* _Task goal_: Copy out word for word the part that opens with the line containing "If you would be willing to indicate the black" and closes with the line containing "(1023, 671)", both of those lines included.
···
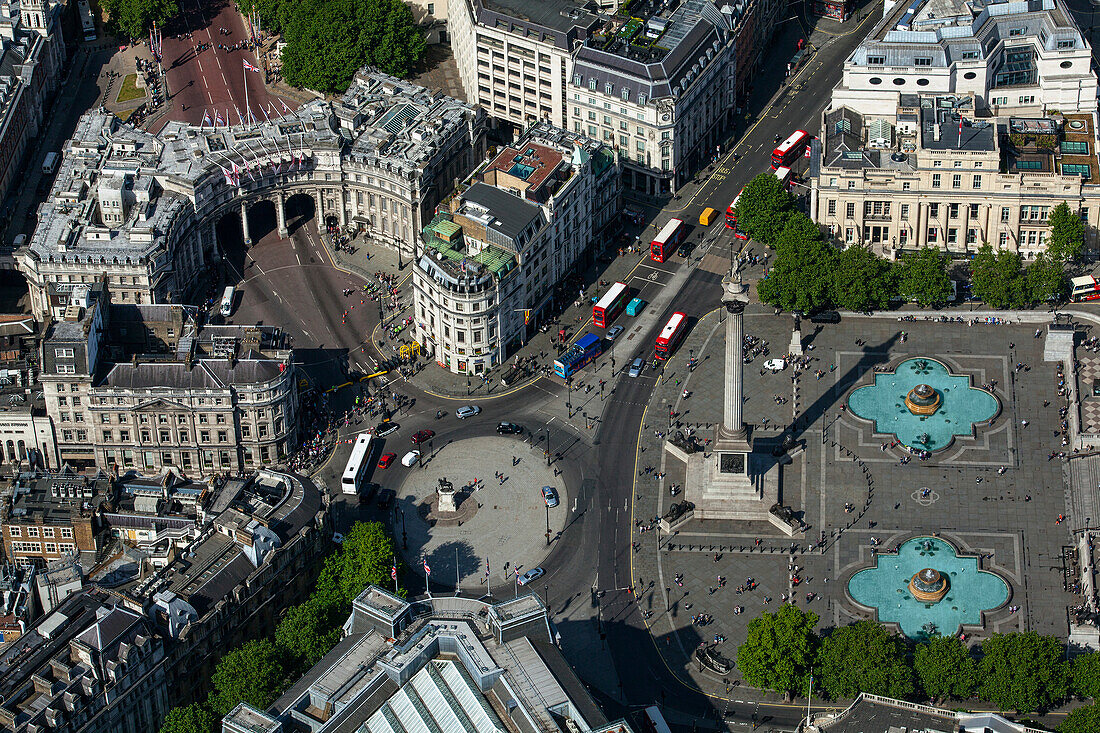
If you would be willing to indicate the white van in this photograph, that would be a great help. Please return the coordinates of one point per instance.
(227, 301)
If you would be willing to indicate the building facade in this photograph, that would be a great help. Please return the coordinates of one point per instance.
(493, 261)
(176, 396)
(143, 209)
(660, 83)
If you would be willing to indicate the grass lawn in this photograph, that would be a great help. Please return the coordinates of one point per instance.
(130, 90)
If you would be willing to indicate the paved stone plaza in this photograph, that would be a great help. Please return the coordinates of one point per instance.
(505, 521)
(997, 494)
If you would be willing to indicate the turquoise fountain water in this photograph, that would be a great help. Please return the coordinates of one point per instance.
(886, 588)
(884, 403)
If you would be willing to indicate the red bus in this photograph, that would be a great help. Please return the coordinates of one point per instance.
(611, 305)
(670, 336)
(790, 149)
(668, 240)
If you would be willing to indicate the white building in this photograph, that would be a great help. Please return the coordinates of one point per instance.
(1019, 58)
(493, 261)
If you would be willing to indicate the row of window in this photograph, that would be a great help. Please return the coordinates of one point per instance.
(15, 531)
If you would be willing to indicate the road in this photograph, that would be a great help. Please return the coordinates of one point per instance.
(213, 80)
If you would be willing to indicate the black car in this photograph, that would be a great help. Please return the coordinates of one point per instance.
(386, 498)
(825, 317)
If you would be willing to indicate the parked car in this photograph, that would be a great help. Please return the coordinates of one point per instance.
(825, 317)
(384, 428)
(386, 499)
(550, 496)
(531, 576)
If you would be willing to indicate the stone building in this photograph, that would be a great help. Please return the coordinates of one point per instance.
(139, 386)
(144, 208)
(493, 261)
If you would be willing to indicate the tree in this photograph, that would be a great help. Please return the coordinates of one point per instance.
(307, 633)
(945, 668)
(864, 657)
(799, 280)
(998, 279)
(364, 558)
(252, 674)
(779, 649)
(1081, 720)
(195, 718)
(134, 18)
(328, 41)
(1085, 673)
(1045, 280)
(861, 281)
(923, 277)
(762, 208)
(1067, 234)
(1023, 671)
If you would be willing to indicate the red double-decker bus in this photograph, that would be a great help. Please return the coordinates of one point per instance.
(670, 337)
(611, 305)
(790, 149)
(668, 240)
···
* _Result of this task_:
If you would be willing to indicate the black car in this photograph, that would be a great help. Please return the coordinates of one point per instance.
(386, 498)
(825, 317)
If you would be willing to indicate the parked car in this photograph, that would be a great help. Please return the coordinates of one point per instance.
(825, 317)
(384, 428)
(386, 499)
(550, 496)
(531, 576)
If you would be willing to indicate the stone building in this photograph, that would be a great help. Please return the coordinates of one point per instance.
(139, 386)
(144, 208)
(493, 261)
If you would be willing to indicate the tree in this photograph, that would be a great help. Please return the coordinates of one point per instance.
(307, 633)
(945, 668)
(864, 657)
(799, 280)
(998, 279)
(364, 558)
(252, 674)
(779, 649)
(1081, 720)
(195, 718)
(134, 18)
(328, 41)
(1085, 673)
(1045, 280)
(861, 281)
(923, 277)
(762, 208)
(1067, 234)
(1023, 671)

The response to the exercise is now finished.